** START Text to read **

Recent Posts

Monday, 2 April 2012

The Demands of Love--Perfection Series continued

Continuing on the theme of perfection and middle-age, I come to the writings of St. John of the Cross and St. Teresa of Avila. She writes, "God gives Himself wholly to the soul which gives itself wholly to Him."

Father Gabriel of St. Mary Magdalen wrote a book in 1940 about the stages of the interior life. I used some of his insights in the title yesterday, the metaphysics of love.  In his chapter entitled, The Demands of Love, the good father points out that the person who continually seeks God, will be met by Him in Love. We need the Love of God in order to love Love. A good prayer is "God give me Your Love so that I can love You." As Father Gabriel and St. John of the Cross note, this union of love is infused, but the soul can prepare itself for such a meeting of Love. The real beginning of growth is St. John's idea of nothing, NADA. We must become detached from all things, people, the past, the future, living in the now and waiting for God to meet us, as we cooperate in a purification of the senses. The empty soul is a free soul.

And only in that soul is there room for God. The NADA, the nothing, leads to the All, the TODO. How many times have we loved someone and wanted desperately to give all, to be all for this person we love. We want to be our best, to grow in love, to make the other all he or she can be as well--we wish the best always for the beloved. And, like God, we want that beloved to reach a perfection of his or her self so that he or she can be happy with God for all eternity.

So, too, God wants all the best for us and for us to be happy with Him now and in eternity. To empty ourselves is like carving out a hole in our heart for God to come in and take over. NADA-TODO.

** END Text to read **

To do:
Using the post on the demands of love, can you answer these?
1. Who wrote a book in 1940 about the stages of the interior life?
2. What word does the post use for St. John's idea of nothing?
3. What does the post say emptying ourselves is like?

** START Records shown **

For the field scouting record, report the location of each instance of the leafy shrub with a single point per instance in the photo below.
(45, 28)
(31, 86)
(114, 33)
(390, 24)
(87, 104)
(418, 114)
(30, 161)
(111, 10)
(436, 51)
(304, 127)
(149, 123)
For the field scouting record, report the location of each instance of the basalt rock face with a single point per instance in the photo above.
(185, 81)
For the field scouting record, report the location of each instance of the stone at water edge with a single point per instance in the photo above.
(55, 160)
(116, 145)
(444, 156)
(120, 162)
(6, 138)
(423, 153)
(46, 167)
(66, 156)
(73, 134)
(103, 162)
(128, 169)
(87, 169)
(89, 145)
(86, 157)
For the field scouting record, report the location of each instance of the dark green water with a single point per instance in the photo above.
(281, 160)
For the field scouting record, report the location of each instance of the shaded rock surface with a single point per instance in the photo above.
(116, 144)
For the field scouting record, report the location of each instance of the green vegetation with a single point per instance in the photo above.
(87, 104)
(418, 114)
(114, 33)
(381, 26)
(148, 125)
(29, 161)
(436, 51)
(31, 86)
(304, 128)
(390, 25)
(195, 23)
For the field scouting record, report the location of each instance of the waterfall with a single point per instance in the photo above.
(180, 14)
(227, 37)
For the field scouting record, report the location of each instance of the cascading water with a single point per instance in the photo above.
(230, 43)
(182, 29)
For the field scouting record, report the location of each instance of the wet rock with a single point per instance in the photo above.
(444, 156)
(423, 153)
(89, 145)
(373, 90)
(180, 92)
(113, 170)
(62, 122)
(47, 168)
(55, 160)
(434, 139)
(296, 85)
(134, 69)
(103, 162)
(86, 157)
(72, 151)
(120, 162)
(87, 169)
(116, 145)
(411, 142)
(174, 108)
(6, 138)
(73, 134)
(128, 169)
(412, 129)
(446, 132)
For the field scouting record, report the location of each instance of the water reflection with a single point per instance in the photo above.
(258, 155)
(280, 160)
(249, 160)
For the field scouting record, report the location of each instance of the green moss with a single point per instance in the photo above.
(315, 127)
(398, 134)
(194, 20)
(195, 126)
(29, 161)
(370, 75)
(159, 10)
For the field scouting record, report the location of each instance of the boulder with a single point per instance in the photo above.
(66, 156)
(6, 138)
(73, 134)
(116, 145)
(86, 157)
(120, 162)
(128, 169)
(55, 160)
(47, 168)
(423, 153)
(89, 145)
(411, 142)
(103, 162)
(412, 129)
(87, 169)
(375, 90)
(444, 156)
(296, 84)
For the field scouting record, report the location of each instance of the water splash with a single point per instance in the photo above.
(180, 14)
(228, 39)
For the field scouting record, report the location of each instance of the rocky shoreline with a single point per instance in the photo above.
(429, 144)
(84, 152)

** END Records shown **
** START Records shown **

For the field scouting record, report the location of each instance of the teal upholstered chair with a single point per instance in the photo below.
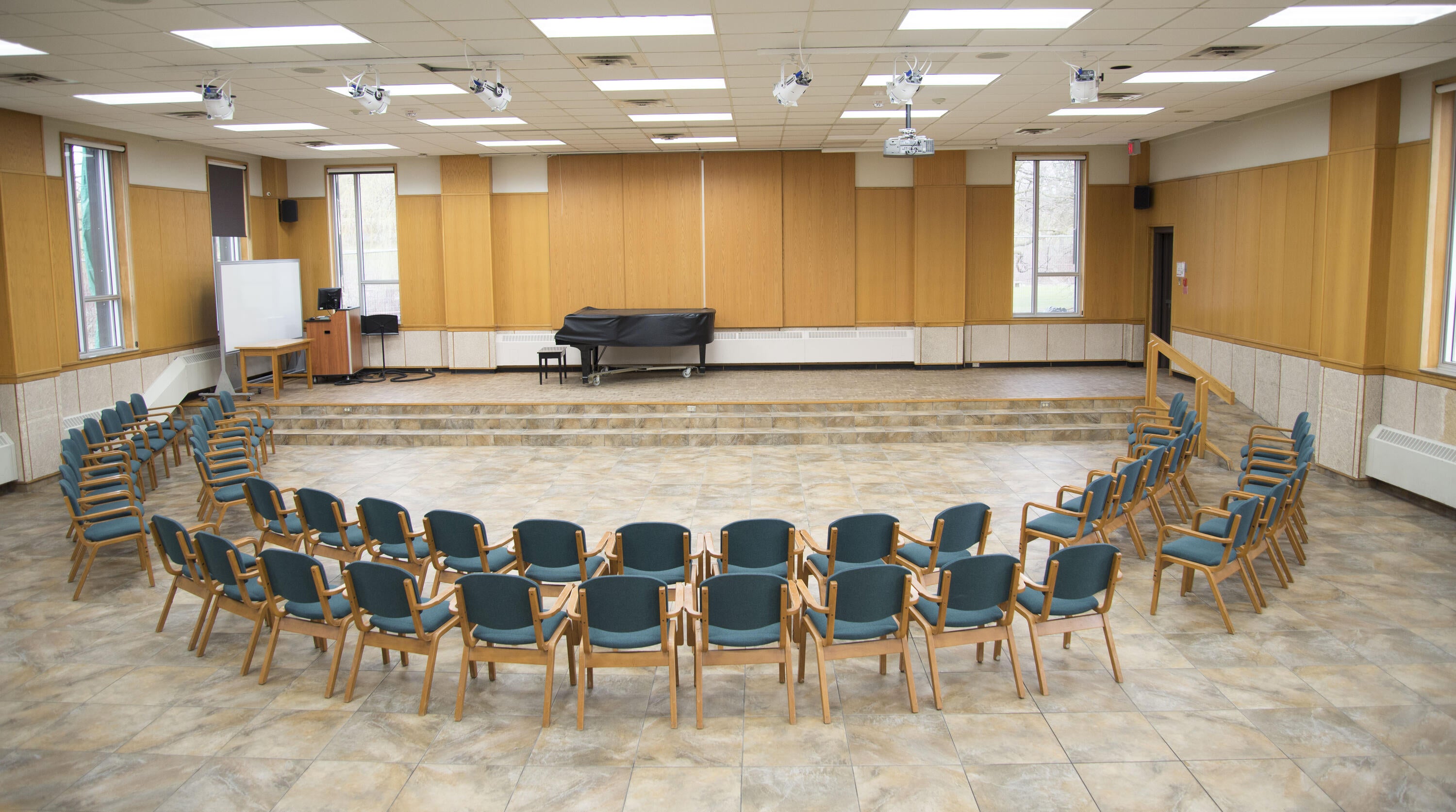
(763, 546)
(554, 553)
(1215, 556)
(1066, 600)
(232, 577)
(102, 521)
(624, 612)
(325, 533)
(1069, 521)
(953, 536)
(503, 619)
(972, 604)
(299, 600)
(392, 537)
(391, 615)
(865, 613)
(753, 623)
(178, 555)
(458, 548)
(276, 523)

** END Records shown **

Task answer:
1. Father Gabriel of St. Mary Magdalen
2. NADA
3. Carving out a hole in our heart for God to come in and take over